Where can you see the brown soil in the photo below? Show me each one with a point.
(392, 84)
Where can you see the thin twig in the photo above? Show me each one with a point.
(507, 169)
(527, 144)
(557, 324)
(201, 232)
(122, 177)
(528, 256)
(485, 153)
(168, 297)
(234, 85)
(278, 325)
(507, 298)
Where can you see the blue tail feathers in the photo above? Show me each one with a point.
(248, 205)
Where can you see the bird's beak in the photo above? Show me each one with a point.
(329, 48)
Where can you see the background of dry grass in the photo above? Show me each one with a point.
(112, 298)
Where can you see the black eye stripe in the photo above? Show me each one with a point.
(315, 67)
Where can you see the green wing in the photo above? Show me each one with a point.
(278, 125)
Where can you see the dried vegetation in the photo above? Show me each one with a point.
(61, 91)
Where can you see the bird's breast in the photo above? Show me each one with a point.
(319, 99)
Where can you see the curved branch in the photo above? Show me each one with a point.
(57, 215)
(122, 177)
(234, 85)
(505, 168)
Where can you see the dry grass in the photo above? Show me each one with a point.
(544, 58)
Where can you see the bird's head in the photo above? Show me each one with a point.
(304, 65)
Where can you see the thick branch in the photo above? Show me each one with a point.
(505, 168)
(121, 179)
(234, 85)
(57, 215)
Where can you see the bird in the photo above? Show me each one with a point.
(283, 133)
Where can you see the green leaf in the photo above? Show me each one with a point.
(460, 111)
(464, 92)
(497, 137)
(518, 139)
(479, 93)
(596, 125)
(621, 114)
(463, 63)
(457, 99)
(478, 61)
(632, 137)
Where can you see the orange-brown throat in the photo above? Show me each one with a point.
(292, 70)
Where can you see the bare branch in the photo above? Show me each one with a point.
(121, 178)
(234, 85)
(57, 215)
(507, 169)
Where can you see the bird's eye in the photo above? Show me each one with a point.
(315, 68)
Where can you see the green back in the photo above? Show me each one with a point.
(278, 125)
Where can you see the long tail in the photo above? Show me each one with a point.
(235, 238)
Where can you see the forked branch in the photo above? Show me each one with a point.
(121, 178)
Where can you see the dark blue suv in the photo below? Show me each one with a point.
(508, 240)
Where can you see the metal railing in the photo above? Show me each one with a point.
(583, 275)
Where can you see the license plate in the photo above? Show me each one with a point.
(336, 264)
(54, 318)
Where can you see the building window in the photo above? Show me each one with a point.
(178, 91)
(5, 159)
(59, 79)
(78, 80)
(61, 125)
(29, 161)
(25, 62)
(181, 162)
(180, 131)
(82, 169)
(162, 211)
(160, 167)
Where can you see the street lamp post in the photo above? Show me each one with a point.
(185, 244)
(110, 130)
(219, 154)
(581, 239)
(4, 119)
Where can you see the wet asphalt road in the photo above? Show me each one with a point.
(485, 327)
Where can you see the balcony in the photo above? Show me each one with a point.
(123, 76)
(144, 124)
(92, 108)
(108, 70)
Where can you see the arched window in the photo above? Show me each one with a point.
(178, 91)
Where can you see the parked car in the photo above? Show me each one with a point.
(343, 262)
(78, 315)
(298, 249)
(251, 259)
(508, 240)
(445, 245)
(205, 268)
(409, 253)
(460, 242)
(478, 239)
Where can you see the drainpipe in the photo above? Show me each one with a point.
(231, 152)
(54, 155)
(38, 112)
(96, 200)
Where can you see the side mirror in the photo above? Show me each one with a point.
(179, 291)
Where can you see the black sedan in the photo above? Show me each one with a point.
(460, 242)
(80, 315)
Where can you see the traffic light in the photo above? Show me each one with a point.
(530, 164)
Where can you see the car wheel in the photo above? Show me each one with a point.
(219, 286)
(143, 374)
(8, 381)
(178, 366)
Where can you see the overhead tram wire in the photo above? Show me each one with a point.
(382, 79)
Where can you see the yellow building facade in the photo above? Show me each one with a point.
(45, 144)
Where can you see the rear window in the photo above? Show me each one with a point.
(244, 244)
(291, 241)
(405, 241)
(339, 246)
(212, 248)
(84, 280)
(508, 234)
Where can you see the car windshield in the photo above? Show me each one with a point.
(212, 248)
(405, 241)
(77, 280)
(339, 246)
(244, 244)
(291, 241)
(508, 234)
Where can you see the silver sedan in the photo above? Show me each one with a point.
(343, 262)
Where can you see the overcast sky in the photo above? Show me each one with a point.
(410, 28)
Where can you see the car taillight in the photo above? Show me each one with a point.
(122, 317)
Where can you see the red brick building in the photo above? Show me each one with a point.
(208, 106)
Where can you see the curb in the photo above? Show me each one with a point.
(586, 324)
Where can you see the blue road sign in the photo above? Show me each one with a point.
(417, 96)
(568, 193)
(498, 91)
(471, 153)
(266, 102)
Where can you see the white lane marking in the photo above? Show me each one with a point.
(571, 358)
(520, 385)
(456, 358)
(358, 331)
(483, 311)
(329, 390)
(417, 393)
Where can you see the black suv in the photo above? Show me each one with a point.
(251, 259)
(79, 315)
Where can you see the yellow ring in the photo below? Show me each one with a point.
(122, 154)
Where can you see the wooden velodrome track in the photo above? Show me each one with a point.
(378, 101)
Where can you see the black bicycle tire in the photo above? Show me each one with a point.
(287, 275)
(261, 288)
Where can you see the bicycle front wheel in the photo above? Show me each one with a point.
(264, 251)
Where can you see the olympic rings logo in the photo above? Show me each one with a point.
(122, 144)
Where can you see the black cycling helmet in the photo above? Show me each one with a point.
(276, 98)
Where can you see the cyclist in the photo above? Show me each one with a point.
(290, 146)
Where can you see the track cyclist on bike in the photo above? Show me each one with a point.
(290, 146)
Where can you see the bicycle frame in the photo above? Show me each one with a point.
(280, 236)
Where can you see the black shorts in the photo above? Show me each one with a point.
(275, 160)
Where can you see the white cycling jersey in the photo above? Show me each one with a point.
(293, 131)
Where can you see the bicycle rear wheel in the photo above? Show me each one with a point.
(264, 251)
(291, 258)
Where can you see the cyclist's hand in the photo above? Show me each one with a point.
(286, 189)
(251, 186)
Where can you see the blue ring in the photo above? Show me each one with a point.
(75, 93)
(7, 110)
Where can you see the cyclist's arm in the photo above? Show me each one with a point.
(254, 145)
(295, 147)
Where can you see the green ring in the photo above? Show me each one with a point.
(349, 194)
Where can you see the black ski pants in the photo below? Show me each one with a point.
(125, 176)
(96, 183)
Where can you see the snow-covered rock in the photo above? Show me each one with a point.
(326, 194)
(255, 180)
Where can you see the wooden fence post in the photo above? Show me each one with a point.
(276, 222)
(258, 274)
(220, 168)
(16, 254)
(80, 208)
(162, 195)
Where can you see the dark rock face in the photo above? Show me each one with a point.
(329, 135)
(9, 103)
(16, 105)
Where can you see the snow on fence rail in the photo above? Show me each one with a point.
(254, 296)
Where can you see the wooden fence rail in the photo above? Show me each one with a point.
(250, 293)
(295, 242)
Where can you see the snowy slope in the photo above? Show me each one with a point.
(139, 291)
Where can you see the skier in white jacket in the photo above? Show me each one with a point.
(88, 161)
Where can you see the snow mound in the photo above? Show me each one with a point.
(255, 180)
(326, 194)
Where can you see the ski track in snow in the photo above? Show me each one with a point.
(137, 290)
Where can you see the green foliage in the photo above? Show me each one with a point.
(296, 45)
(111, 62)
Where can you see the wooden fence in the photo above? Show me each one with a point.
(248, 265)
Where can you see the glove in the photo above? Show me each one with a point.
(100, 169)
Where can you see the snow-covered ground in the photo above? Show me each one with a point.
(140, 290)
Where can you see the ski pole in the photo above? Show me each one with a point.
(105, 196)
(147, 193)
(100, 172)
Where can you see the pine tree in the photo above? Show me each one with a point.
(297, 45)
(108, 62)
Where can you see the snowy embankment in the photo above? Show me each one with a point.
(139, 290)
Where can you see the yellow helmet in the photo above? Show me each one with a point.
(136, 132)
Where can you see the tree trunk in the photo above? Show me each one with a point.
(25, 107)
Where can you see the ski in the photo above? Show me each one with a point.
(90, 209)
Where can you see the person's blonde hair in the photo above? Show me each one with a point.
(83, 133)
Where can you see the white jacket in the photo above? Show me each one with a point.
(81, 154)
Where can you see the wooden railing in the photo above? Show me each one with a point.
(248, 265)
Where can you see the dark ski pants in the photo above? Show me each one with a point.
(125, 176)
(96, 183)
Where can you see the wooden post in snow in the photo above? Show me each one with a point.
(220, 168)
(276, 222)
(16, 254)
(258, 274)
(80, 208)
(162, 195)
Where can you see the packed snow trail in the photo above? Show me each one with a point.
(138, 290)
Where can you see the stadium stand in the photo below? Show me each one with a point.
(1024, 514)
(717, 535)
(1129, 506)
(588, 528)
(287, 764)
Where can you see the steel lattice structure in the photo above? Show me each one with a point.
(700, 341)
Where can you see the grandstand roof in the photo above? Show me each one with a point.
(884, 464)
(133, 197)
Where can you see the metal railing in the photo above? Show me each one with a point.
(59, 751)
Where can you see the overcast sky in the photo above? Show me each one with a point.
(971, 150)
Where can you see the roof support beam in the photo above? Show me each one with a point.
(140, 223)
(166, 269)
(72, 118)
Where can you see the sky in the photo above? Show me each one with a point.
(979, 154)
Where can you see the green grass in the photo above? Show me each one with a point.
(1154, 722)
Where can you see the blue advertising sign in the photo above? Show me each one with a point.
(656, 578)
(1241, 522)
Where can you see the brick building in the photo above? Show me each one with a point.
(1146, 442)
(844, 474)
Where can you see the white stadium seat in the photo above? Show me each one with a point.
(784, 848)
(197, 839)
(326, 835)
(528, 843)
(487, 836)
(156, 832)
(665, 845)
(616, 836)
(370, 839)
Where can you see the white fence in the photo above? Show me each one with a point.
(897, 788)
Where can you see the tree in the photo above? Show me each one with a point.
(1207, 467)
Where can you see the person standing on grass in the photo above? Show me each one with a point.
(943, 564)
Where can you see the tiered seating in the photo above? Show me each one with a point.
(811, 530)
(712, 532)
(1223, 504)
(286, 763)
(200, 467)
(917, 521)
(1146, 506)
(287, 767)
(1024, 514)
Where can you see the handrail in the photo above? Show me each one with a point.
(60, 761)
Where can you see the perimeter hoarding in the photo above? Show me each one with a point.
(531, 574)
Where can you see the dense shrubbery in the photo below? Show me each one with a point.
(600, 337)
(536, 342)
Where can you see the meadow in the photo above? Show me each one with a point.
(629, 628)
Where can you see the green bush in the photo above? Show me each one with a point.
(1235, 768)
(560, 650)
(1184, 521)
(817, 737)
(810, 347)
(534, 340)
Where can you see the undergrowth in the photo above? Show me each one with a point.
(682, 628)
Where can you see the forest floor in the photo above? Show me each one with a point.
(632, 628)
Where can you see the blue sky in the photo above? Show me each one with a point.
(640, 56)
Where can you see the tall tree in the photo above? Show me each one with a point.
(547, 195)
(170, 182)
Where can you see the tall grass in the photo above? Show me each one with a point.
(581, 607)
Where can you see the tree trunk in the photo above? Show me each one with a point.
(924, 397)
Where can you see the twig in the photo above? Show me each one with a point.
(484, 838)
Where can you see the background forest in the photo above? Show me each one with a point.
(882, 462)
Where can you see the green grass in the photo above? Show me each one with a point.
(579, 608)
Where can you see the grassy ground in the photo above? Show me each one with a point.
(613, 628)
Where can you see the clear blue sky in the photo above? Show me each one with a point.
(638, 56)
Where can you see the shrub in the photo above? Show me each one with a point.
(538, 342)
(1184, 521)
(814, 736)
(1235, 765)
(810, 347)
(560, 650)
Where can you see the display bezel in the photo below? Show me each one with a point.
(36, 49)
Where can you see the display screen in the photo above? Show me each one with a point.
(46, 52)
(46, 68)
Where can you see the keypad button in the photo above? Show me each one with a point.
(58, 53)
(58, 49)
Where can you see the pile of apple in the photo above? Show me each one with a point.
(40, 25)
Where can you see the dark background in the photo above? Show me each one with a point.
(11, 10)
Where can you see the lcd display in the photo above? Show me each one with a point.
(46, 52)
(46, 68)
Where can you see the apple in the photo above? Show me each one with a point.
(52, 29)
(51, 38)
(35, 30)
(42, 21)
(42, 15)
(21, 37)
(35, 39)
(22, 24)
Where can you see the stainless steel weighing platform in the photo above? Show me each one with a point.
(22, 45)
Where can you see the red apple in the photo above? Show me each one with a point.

■ **GOAL**: Repeat exactly the lines starting at the line with "Where can you see the clear" and ending with the final line of the entries. Include nothing else.

■ **WRITTEN ANSWER**:
Where can you see the clear blue sky in the photo above? Show me each one with a point.
(638, 56)
Where can you see the shrub in the photo above? Show me each one with a point.
(538, 342)
(1184, 521)
(814, 736)
(1235, 765)
(810, 347)
(560, 650)
Where can you see the display bezel in the photo below? Show me each one with a point.
(36, 49)
Where can you see the display screen in the photo above? Show me each one with a point.
(46, 52)
(46, 68)
Where can you see the keypad button in the photo above? Show me each one with a point.
(58, 53)
(58, 49)
Where can you see the pile of apple in the photo above? Show me each one with a point.
(40, 25)
Where can you see the dark background in the photo above? Show me each one with a point.
(11, 10)
Where can you see the lcd display in the photo above? Show me each one with a point.
(46, 52)
(46, 68)
Where can you see the apple in the photo above? Show me each one with a point.
(52, 29)
(51, 38)
(35, 30)
(42, 21)
(42, 15)
(21, 37)
(35, 39)
(22, 24)
Where can you see the stainless steel weighing platform in the photo above? Show me each one with a point.
(22, 45)
Where can you see the red apple in the photo above? Show me each one with a point.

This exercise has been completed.